** Start DATA LINES **

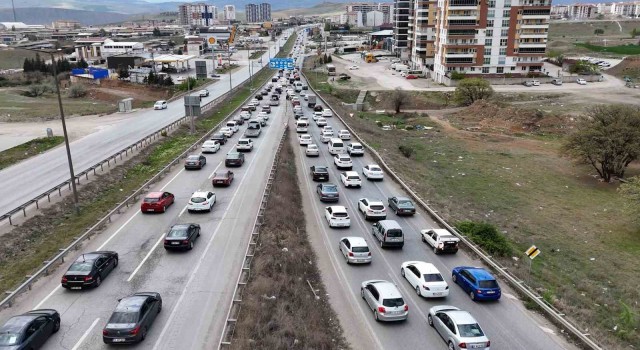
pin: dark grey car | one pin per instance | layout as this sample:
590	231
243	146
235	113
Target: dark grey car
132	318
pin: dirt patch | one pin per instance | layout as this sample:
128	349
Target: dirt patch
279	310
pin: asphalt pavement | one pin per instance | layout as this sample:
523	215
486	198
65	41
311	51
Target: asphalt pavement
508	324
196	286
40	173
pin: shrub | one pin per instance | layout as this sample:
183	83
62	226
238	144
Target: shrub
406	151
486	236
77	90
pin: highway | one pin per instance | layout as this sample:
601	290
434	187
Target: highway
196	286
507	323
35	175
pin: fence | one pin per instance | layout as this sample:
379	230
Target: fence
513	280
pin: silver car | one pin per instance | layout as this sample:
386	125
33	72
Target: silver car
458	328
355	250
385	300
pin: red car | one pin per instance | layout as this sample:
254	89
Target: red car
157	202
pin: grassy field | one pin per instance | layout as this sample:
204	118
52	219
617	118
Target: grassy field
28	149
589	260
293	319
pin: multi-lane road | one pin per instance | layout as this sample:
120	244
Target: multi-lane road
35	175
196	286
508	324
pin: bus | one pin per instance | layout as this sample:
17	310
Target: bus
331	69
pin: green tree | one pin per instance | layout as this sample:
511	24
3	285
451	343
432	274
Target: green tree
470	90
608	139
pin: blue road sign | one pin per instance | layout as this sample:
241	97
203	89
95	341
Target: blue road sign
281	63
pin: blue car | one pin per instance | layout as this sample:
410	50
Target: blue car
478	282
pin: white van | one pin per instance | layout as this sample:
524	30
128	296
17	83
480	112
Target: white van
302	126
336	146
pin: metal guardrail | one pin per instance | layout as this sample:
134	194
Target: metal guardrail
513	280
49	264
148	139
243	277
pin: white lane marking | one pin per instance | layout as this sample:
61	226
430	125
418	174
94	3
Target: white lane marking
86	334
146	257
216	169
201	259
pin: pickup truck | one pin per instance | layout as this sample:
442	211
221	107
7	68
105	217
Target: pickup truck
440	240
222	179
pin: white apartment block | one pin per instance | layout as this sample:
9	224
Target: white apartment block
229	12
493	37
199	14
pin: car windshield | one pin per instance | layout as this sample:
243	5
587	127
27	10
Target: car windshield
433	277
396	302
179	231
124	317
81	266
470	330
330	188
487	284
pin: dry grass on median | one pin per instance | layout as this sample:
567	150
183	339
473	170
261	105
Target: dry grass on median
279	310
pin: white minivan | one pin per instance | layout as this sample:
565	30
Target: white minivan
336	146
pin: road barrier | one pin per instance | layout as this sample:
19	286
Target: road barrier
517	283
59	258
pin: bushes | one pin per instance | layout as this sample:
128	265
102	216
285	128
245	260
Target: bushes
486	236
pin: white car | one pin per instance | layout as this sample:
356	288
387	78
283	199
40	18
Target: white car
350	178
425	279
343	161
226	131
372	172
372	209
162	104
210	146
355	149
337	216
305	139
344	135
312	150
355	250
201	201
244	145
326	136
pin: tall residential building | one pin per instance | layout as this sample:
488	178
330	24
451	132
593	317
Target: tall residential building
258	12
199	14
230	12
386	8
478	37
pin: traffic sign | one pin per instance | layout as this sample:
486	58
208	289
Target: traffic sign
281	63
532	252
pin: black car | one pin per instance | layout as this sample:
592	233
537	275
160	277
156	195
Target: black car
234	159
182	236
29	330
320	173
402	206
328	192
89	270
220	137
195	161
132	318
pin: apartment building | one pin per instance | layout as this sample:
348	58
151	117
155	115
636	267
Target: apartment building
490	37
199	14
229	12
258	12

** End DATA LINES **
** Start DATA LINES **

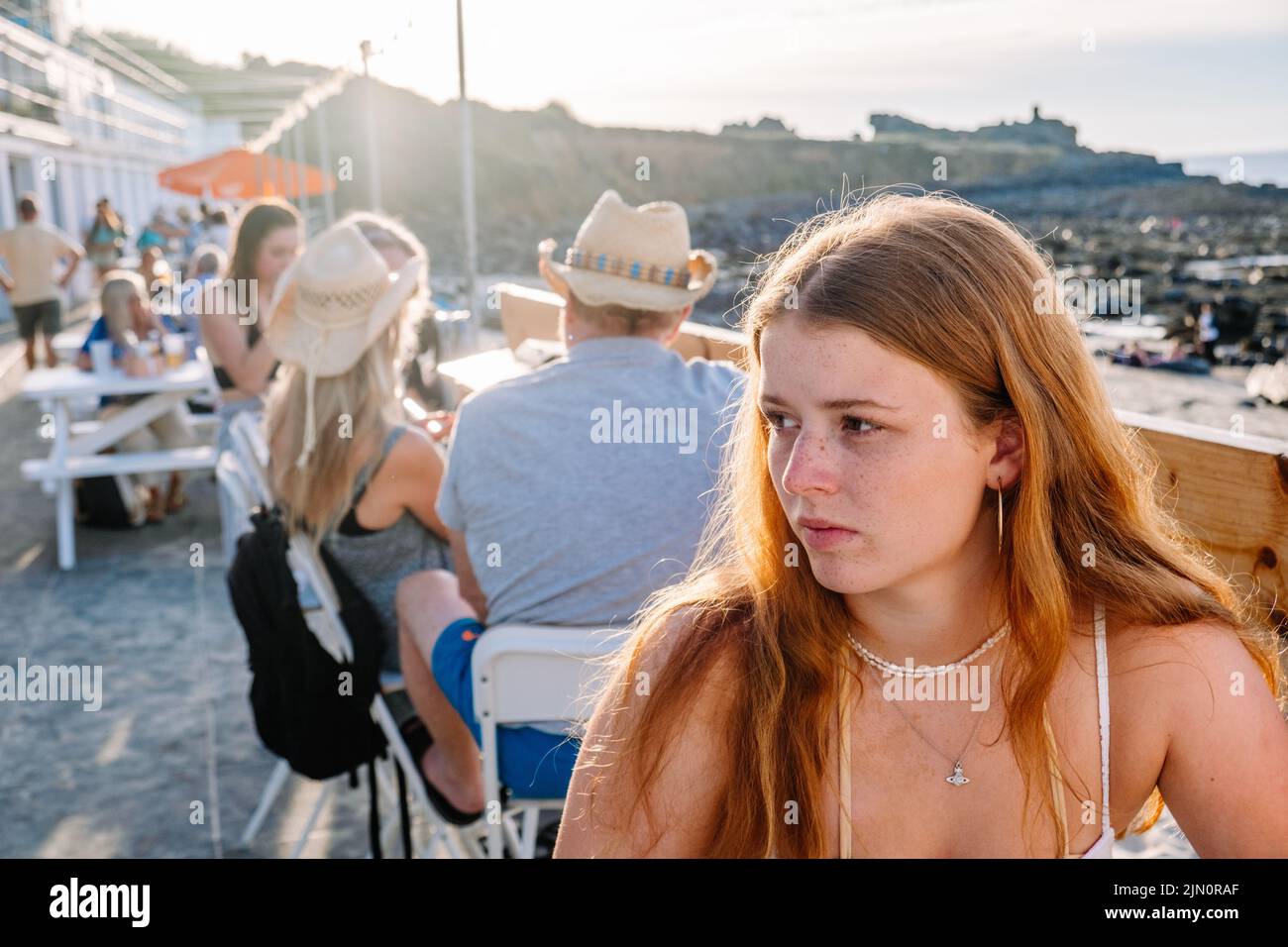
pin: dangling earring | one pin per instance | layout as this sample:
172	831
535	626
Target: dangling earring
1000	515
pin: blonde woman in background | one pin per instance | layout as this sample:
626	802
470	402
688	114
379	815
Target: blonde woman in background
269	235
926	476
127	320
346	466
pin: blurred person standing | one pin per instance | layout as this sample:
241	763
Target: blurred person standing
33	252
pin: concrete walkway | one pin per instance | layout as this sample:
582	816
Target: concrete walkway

** End DATA LINES **

[CHALLENGE] Return each line from the entries above that contains the word "apartment". The match is case-sensitive.

[SOLUTION TO THIS EXERCISE]
pin: white apartment block | one pin per instance | layout as this sample:
Target: white apartment block
pin: apartment building | one pin per instance | layout as this sample:
Target: apartment building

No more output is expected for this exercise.